=== DATA ===

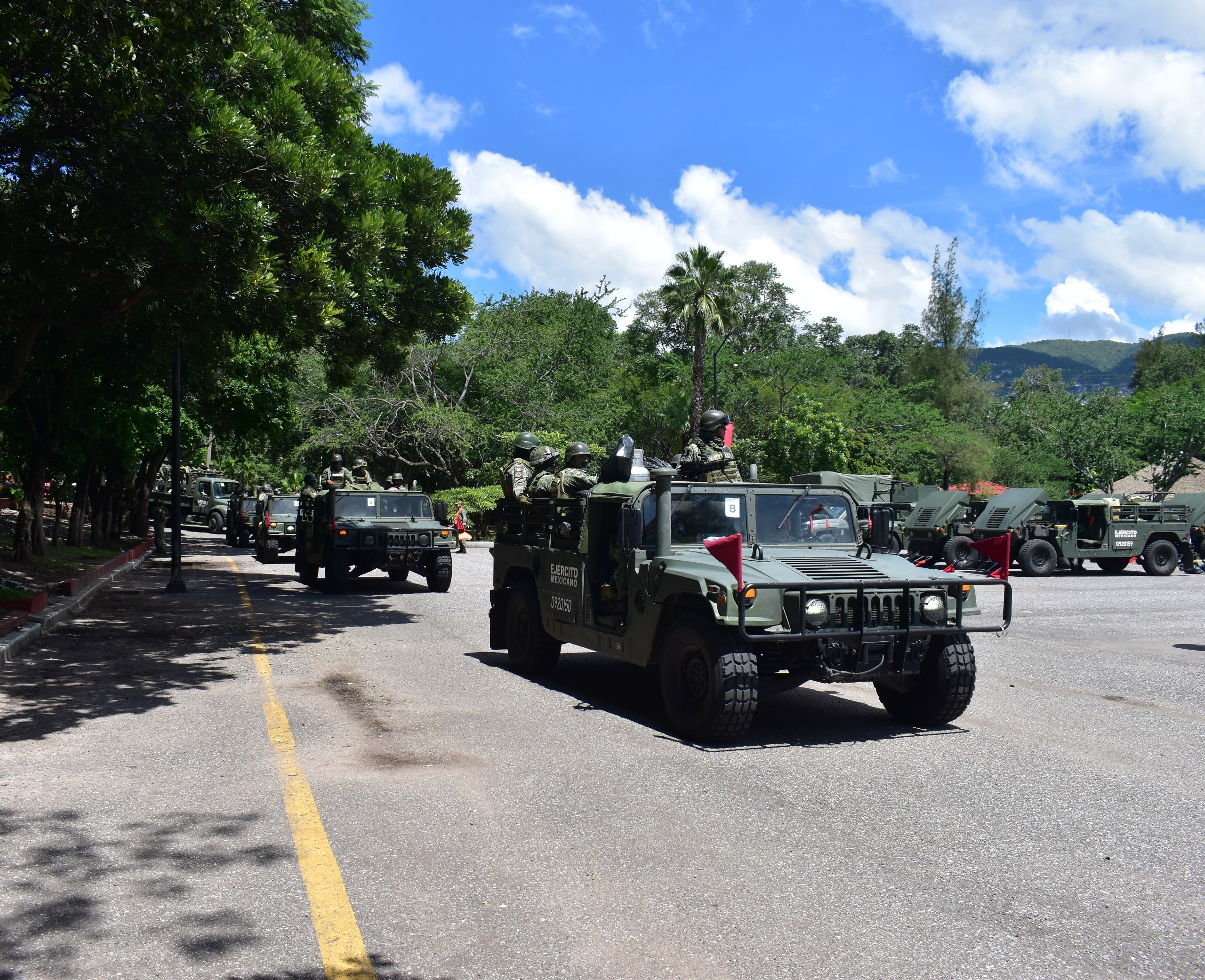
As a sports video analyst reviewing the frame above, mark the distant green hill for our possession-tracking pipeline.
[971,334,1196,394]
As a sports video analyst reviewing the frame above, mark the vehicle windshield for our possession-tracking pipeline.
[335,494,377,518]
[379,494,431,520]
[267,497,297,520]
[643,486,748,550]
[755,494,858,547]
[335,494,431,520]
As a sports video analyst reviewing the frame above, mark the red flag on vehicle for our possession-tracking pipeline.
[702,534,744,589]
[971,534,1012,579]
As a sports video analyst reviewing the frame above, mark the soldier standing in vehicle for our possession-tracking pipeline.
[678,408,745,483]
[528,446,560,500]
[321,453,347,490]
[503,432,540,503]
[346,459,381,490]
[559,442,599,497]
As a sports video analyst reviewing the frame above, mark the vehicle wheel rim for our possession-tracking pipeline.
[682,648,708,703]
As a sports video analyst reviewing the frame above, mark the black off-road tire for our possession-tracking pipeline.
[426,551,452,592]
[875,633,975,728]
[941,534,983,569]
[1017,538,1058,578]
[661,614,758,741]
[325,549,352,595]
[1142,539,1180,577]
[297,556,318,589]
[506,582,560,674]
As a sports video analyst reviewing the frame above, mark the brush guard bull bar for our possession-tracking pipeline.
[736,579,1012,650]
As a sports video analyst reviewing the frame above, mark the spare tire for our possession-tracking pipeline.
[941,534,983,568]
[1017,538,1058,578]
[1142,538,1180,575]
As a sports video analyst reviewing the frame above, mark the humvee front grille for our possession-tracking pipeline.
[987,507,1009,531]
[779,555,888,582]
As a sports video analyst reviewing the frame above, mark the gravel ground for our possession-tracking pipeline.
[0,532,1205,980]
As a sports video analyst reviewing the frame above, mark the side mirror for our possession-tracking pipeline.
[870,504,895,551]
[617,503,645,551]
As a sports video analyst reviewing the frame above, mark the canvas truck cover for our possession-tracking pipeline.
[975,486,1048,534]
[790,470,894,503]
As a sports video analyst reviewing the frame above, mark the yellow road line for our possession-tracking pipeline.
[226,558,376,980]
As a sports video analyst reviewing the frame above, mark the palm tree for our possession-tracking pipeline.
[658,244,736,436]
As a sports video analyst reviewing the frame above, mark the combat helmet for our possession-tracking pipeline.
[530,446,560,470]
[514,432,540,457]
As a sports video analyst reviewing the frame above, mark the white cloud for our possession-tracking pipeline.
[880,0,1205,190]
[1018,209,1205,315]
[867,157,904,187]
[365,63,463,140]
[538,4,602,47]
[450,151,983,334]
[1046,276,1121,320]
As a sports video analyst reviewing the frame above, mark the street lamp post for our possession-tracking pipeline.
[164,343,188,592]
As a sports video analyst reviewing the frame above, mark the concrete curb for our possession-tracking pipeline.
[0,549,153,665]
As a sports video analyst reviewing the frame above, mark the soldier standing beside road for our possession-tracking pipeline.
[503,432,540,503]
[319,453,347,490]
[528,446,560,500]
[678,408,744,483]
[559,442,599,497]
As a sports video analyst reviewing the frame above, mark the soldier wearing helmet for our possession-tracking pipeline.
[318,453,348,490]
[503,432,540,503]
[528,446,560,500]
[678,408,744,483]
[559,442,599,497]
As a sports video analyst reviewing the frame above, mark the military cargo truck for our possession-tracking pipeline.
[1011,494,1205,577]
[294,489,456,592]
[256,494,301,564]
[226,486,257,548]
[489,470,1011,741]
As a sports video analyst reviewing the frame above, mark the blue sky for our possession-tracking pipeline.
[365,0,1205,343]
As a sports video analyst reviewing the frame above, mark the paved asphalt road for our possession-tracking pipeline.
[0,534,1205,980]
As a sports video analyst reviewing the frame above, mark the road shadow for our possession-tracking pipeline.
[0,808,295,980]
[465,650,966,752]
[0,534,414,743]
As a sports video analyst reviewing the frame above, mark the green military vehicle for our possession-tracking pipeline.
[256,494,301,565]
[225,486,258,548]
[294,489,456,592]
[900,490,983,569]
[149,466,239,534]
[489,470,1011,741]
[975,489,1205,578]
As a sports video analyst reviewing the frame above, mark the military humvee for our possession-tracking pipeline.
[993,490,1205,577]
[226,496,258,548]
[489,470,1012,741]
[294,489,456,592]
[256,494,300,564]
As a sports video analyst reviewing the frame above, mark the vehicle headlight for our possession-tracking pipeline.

===

WHAT YOU ARE ASKED TO DO: Copy out the records between the line holding "truck for our possession-tracking pipeline." and the line holding "[975,489,1205,578]", inclusive, keeping the requests as they are and adding 102 to every bounding-box coordinate in the answers.

OUTPUT BELOW:
As a sports video analyst reviewing the frame above, mark the military cargo truck for our possession-tracking pipeline.
[1113,596,1307,679]
[396,591,558,694]
[358,596,403,666]
[328,588,359,650]
[591,572,1113,843]
As a sports video analyst reviewing the frame above, mark the blue sky for our possession-tracking pipeline.
[467,102,1307,445]
As a sports video analyst reviewing the frame above, mark the paved asphalt road for our possession-tracking pipeline.
[102,636,1307,1082]
As a sports video analyst reviewing the frame above, mark the road shadow for our possession-tracking pipeline.
[102,910,397,1082]
[567,752,1068,854]
[102,636,516,845]
As a sports video analyst reviewing the frame above, mark the green military vehicle for our possession-tracking pipeline.
[358,596,403,667]
[327,588,360,650]
[396,591,558,694]
[1002,592,1085,671]
[251,568,341,636]
[591,572,1113,843]
[1077,591,1307,680]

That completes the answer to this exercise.